### Задание
Продолжите текст о сказке и рассказе о сверхъестественном в эпоху романтизма, начиная сразу после его последнего предложения.

### Фрагмент текста

※

Иенские романтики воспринимали сказку как предельно артистическую модель, где царит подлинная природная анархия и отрицается закономерная связь (Новалис). Те же черты отмечает в восточных и фейных сказках В. Скотт, только он относится к ним не столь тепло и пишет о «нелепости вымысла», «бессвязности и отсутствии общего смысла»[96]
. В. Скотт поэтому говорит о необходимом чувстве меры при обращении художника со сверхъестественными явлениями, поскольку интерес к ним «легко оскудевает при неумелом подходе и назойливом повторении»[97]. И далее: «Воображение читателя следует возбуждать, по возможности не доводя его до пресыщения», и только «первое соприкосновение со сверхъестественным производит наиболее сильный эффект, тогда как в дальнейшем, при повторении подобных эпизодов, впечатление скорей ослабевает и блекнет, нежели усиливается»[98].Эти советы В. Скотта как две капли воды напоминают рекомендации Г. Уэллса, противопоставлявшего художественную модель одной посылки сказочной неуемности в вымысле. Таким образом, сближение двух типов повествований в фантастике, проистекающее из тематической их общности, поскольку сказочный вымысел и сверхъестественное явление стали практически равноправны, не было все же абсолютным, силы притяжения действовали одновременно с силами отталкивания, а впоследствии, при формировании новой системы фантастической образности, пути двух типов повествования снова разойдутся. И все же это сближение позволило им обменяться не только тематическими мотивами, но и структурными особенностями: сказочная бесконтрольность, перегрузка вымыслом проникают в рассказ о необычайном, ужас, идущий от традиций суеверного рассказа и характерный для повествования о необычайном, тематически связанным со сверхъестественным (а другого рассказа о необычайном эпоха романтизма практически не знала), переходит в сказку. То же можно сказать и о системе «доказательств» и «свидетельских показаний».

※

### Выборка данных
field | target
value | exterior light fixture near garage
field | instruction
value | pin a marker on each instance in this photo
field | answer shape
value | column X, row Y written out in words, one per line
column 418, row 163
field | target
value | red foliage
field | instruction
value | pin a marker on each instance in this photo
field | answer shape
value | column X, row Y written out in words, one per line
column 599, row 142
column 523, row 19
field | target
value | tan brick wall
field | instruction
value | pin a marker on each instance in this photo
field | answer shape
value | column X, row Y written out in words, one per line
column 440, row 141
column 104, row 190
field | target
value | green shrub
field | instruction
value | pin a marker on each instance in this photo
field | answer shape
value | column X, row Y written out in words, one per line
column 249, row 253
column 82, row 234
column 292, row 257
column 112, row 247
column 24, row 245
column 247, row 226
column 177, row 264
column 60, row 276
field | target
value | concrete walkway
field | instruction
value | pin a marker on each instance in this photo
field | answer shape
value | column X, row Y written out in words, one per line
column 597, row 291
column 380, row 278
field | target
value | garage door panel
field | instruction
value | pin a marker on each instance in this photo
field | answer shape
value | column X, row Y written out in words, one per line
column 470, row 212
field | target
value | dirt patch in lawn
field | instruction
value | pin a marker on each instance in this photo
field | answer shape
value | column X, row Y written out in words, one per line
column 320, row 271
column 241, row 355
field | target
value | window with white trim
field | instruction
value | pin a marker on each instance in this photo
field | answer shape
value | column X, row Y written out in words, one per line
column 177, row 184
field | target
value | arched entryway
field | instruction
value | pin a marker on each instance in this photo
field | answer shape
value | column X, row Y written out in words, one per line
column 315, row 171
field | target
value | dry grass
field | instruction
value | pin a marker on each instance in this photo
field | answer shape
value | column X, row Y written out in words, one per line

※

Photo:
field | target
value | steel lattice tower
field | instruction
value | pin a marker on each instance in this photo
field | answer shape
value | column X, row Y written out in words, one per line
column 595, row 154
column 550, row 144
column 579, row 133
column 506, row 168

※

### Место для ответа
«Доказательства» были необходимым элементом структуры суеверного рассказа и религиозной легенды о чудесах, там они подтверждали эмпирический факт, свершившееся чудо. С течением времени они превращаются в чистейшую художественную условность и становятся непременным атрибутом практически всякого фантастического повествования. Мы встречаемся с ними и в литературной сказке, и в рассказе о необычайном, и даже в откровенно условном иносказательном или сатирическом произведении, использующем фантастику.
Это могут быть мистифицирующие предисловия или послесловия, вроде тех, которыми снабжены «Замок Отранто» Г. Уолпола и «Эликсир дьявола» Э. Т. Гофмана. Г. Уолпол создает в предисловии полную иллюзию исследования подлинного текста: строит догадки о времени его написания и авторе, а затем высказывает предположение, что «в основе повести лежат какие-то подлинные происшествия». И Э. Т. Гофман предисловием и послесловием доказывает, что брат Медард — реальное лицо.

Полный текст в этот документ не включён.